START Passage to read

It is not known who fulfilled Sinclair’s bequest to the Library after her death – whether it was family members or her executors – but the gift is referenced in the Minutes of the Committee of the Library on 14 April 1947 in the following way:

The Secretary reported the bequest by Miss May Sinclair of some philosophical works and the gift of £20 by Mr S. Roscoe on the completion of 25 years membership. The Committee’s thanks were voted.

The Annual Report for 1947 also acknowledges the bequest in a similar way:

The Committee are pleased to report the bequests to the Library by the late Miss E.M. Hackblock of a bookcase and books by the late Miss May Sinclair of Classical works.

As was common practice, the exact items are not detailed any further – this is in no way a comment on Sinclair’s diminished public stature after decades of reclusion (both the BBC and The Times published obituaries and notices of her passing). However, because the books were not itemised upon receipt it has been extraordinarily difficult to trace them in a collection of over one million books.

My starting point was the list of 25 books affixed to Sinclair’s will and headed “Books bequeathed to London Library”, composed in 1919 on the paper of the Albemarle Club. By using this list and comparing it to the London Library’s online catalogue it was possible to prepare a “shortlist” of possible editions on the library’s shelves, based on likely publication dates and other information Sinclair occasionally provides: translator, publisher, and number of volumes. Many pre-1950 books are not registered online, so this was only possible for approximately half of those listed, but by recording the shelfmarks and “Shelved under” information it was then possible to manually sift through the hard copies looking for evidence of Sinclair’s ownership. With success! To date, 5 volumes have been identified and more potentially located (see below for the full list).

The books traced have donation labels on the inside cover stating that they were bequeathed by “Miss M. Sinclair” in 1946, and all have acquisition stamps for April 1947. Most are re-bound, though some retain their original bindings, and most also appear to have formed part of the open stack lending service for their 50+ year residency – precisely the afterlife that Sinclair would have hoped for them, one presumes.

What’s even more exciting for Sinclair scholars are the marginal notes to be found in multiple volumes, some scant, others very detailed. It is of course impossible to date this marginalia, and the books have, as I say, been on general release to London Library members for more than half a century, so it is important not to assume that all the markings are Sinclair’s. However, her handwriting is distinctive and there are noticeable consistencies across the volumes which bode well:

Aside from Sinclair’s distinctive “asterisk” – + with dots in each of the four spaces – which she uses to denote the place in a text where a comment written in the margins above or below should be referred back to, she uses a form of “slashing” that appears to mark a particularly important paragraph or section of text: // on the left hand side of the page, \\ on the right hand side. Single slashes are also used occasionally – perhaps the difference indicates degrees of importance? For the most part these markings are made in pencil, although coloured crayons make rare and distinguished appearances, and comments are sometimes inked in more permanently.

END Passage to read

● Work to do:
(1) Write out a portion of the piece on May Sinclair's bequest, beginning at the words "The Committee are" and stopping after "one million books.".
(2) In the piece on May Sinclair's bequest, what paper was the 1919 list of books attached to her will written on?
The lines further down are taken from a separate source.

START Raw data

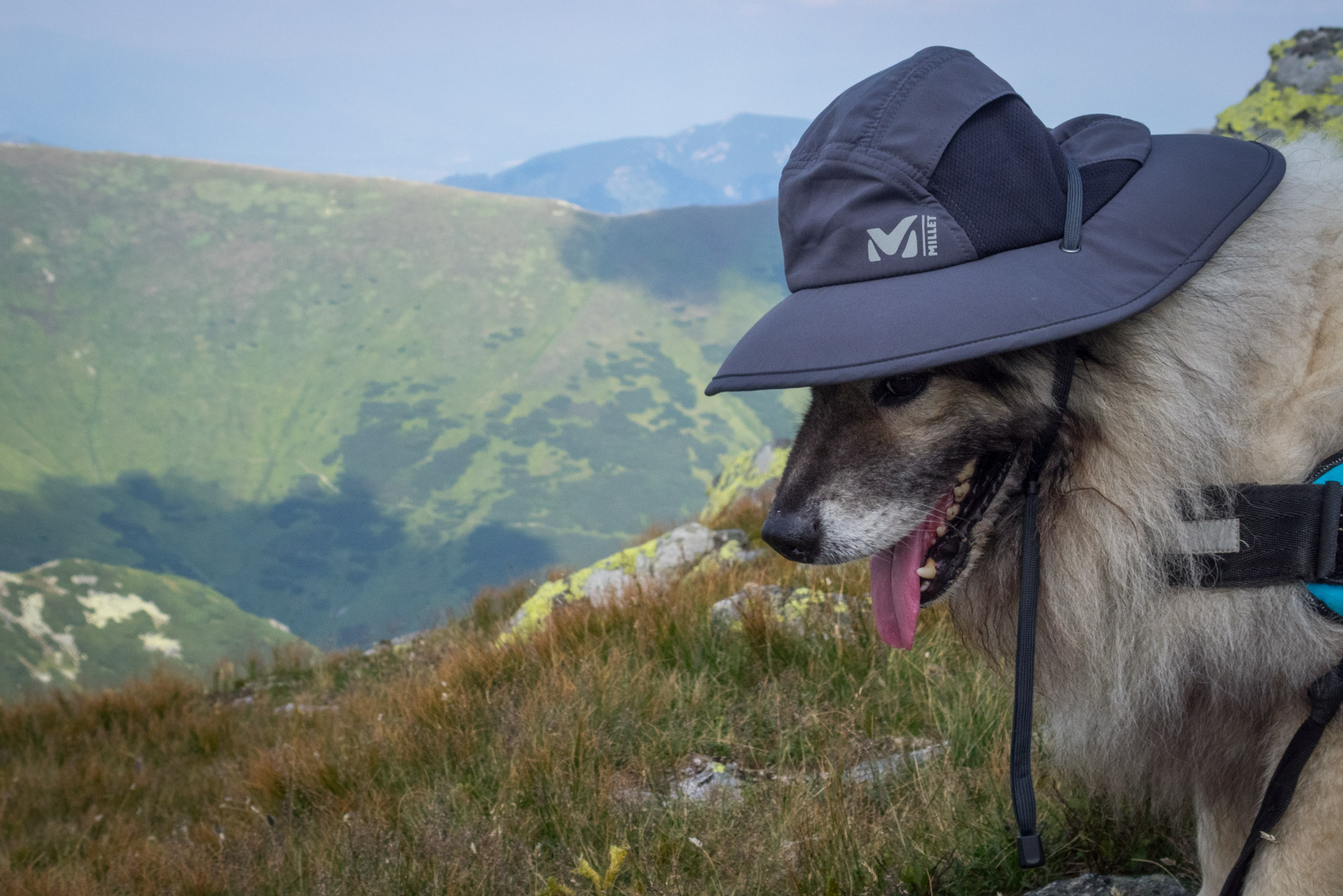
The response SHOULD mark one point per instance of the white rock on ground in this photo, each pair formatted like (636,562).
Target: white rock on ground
(797,609)
(1106,886)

END Raw data

● Solutions:
(1)
The Committee are pleased to report the bequests to the Library by the late Miss E.M. Hackblock of a bookcase and books by the late Miss May Sinclair of Classical works.

As was common practice, the exact items are not detailed any further – this is in no way a comment on Sinclair’s diminished public stature after decades of reclusion (both the BBC and The Times published obituaries and notices of her passing). However, because the books were not itemised upon receipt it has been extraordinarily difficult to trace them in a collection of over one million books.

(2) The paper of the Albemarle Club.